La fede che Gesù vorrebbe, o che non vorrebbe, trovare

Fateci caso. Questa è l’unica parabola (Lc 18:1-8) di Gesù che termina con una domanda, piuttosto inquietante, rivolta a tutti noi, quasi un lascito e una sfida. Una domanda che riecheggia nelle nostre orecchie da più di duemila anni e che è preceduta da una raccomandazione: quella della preghiera. Ricordiamoci che Gesù ha già insegnato ai suoi discepoli il Padre Nostro quando gli hanno chiesto di insegnargli a pregare (Lc 11, 1-4) e che ha già parlato loro della necessità di insistere nella preghiera (Lc 11, 5-13) per ricevere lo Spirito Santo, la cosa più necessaria ai credenti.

# VOCI FORNITE

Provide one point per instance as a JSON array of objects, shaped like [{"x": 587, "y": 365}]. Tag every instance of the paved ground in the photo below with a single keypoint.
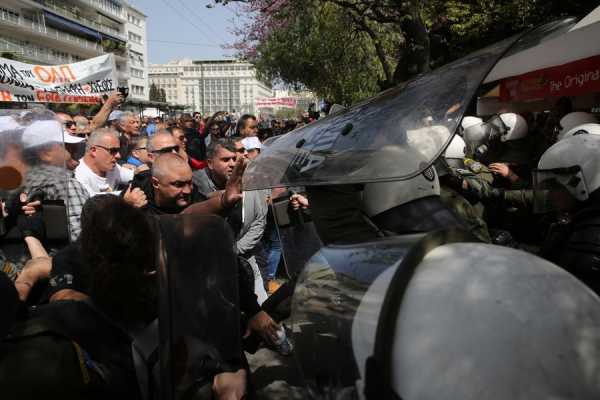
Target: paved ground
[{"x": 274, "y": 376}]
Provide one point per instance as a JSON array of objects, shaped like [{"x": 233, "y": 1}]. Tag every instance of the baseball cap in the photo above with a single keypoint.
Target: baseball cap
[
  {"x": 8, "y": 123},
  {"x": 251, "y": 143},
  {"x": 47, "y": 131},
  {"x": 115, "y": 115}
]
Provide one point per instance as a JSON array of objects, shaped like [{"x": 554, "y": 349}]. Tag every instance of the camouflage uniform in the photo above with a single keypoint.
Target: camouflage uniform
[{"x": 465, "y": 211}]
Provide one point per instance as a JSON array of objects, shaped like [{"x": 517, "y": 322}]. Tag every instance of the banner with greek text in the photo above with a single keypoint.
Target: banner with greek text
[
  {"x": 81, "y": 82},
  {"x": 289, "y": 102}
]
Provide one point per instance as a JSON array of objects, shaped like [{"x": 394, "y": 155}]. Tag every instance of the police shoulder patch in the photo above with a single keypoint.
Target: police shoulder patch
[{"x": 429, "y": 174}]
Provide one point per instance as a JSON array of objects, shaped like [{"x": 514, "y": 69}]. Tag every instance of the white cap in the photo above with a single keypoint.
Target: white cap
[
  {"x": 251, "y": 143},
  {"x": 9, "y": 124},
  {"x": 48, "y": 131},
  {"x": 115, "y": 115}
]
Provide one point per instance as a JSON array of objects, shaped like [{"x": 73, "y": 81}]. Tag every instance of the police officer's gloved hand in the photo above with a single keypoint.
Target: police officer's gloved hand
[
  {"x": 32, "y": 226},
  {"x": 496, "y": 194}
]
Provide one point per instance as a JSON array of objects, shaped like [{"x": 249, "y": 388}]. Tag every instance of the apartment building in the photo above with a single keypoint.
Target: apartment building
[
  {"x": 135, "y": 27},
  {"x": 208, "y": 86},
  {"x": 65, "y": 31}
]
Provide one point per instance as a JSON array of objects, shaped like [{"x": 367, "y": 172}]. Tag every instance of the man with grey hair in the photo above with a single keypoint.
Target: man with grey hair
[
  {"x": 129, "y": 127},
  {"x": 248, "y": 219},
  {"x": 98, "y": 170}
]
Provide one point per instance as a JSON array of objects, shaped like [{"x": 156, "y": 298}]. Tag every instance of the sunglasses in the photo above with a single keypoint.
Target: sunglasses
[
  {"x": 113, "y": 151},
  {"x": 165, "y": 150}
]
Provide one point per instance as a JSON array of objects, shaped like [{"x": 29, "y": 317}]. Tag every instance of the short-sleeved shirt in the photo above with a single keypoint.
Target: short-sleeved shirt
[
  {"x": 56, "y": 184},
  {"x": 96, "y": 184}
]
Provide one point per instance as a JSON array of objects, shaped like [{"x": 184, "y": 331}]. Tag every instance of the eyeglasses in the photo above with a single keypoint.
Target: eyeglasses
[
  {"x": 113, "y": 151},
  {"x": 165, "y": 150}
]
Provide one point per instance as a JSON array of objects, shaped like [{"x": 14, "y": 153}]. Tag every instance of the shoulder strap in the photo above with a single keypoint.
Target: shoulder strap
[{"x": 144, "y": 351}]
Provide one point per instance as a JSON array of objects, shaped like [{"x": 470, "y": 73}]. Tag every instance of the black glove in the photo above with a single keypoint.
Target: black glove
[{"x": 32, "y": 226}]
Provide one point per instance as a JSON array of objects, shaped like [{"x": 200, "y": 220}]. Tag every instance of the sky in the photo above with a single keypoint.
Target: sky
[{"x": 187, "y": 29}]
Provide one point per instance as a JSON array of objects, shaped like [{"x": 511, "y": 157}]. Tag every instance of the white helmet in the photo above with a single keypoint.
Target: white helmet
[
  {"x": 512, "y": 126},
  {"x": 469, "y": 121},
  {"x": 484, "y": 321},
  {"x": 382, "y": 196},
  {"x": 573, "y": 163},
  {"x": 590, "y": 129},
  {"x": 456, "y": 148},
  {"x": 571, "y": 120}
]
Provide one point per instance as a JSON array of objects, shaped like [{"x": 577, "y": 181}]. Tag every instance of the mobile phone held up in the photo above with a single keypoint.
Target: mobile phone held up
[{"x": 124, "y": 90}]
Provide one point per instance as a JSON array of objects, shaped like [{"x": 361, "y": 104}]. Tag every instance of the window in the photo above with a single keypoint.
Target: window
[
  {"x": 9, "y": 15},
  {"x": 134, "y": 20},
  {"x": 137, "y": 73},
  {"x": 135, "y": 38}
]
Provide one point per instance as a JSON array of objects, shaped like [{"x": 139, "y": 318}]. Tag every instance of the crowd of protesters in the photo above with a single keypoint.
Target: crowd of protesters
[
  {"x": 115, "y": 173},
  {"x": 123, "y": 172}
]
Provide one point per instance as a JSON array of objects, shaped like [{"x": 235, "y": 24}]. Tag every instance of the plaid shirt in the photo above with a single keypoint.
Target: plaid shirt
[{"x": 58, "y": 184}]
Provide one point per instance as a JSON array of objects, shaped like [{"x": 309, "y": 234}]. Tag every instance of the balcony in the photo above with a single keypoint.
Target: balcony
[
  {"x": 68, "y": 13},
  {"x": 112, "y": 8},
  {"x": 32, "y": 54},
  {"x": 34, "y": 27}
]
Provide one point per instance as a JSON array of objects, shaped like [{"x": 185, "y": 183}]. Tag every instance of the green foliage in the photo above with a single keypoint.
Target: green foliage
[
  {"x": 347, "y": 50},
  {"x": 319, "y": 50}
]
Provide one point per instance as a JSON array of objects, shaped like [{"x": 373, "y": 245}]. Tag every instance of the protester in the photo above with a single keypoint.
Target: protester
[
  {"x": 248, "y": 220},
  {"x": 252, "y": 147},
  {"x": 44, "y": 152},
  {"x": 69, "y": 125},
  {"x": 98, "y": 170},
  {"x": 138, "y": 152},
  {"x": 247, "y": 126}
]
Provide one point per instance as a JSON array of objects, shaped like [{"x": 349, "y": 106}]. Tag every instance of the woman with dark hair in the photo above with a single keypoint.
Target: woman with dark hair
[{"x": 117, "y": 245}]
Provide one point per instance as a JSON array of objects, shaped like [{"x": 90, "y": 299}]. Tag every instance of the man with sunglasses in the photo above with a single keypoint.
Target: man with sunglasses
[
  {"x": 162, "y": 142},
  {"x": 98, "y": 170},
  {"x": 69, "y": 125}
]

# ELENCO DEI COMPITI
(a) Elenca tutti i riferimenti biblici che compaiono tra parentesi nel testo sulla parabola di Luca.
(b) Trascrivi fedelmente il passo del testo sulla parabola di Luca che va da "La fede che" a "necessaria ai credenti.".
(c) Scrivi il seguito del testo sulla parabola di Luca, riprendendo dal punto in cui termina.

# LE RISPOSTE
(a)
- Lc 18:1-8
- Lc 11, 1-4
- Lc 11, 5-13

(b)
La fede che Gesù vorrebbe, o che non vorrebbe, trovare

Fateci caso. Questa è l’unica parabola (Lc 18:1-8) di Gesù che termina con una domanda, piuttosto inquietante, rivolta a tutti noi, quasi un lascito e una sfida. Una domanda che riecheggia nelle nostre orecchie da più di duemila anni e che è preceduta da una raccomandazione: quella della preghiera. Ricordiamoci che Gesù ha già insegnato ai suoi discepoli il Padre Nostro quando gli hanno chiesto di insegnargli a pregare (Lc 11, 1-4) e che ha già parlato loro della necessità di insistere nella preghiera (Lc 11, 5-13) per ricevere lo Spirito Santo, la cosa più necessaria ai credenti.

(c)
In questa parabola Gesù ci racconta di una vedova (quella delle vedove è la categoria indifesa e oppressa per eccellenza nella Bibbia, insieme a quella dell’orfano e del povero) e di un giudice che non teme Dio e che non ha rispetto per nessuno. La vedova però, grazie alla sua insistenza, riesce ad avere giustizia. La conclusione di Gesù è lapidaria: “Ascoltate quel che dice il giudice ingiusto. Dio non renderà dunque giustizia ai suoi eletti che giorno e notte gridano a lui? Tarderà nei loro confronti? Io vi dico che renderà loro giustizia con prontezza”. (Lc 18, 6-8a) Il giudizio, quindi, avverrà in fretta e la Chiesa non dovrà aspettare molto anche se i tempi del Signore non sono i nostri tempi.

“Perché mille anni sono ai tuoi occhi come il giorno di ieri che è passato, come un turno di veglia della notte” (Salmo 90,4).

Gli fa quasi eco Lutero: Dio esaudirà le nostre preghiere, ne siamo certi, ma non sappiamo quando e in che modo.

E questo giorno, il giorno del suo ritorno e del giudizio, va aspettato in perseverante preghiera. Una preghiera nutrita dal desiderio del Signore. “Se continuo è il tuo desiderio, continua e la tua preghiera” dice Agostino commentando il salmo 37.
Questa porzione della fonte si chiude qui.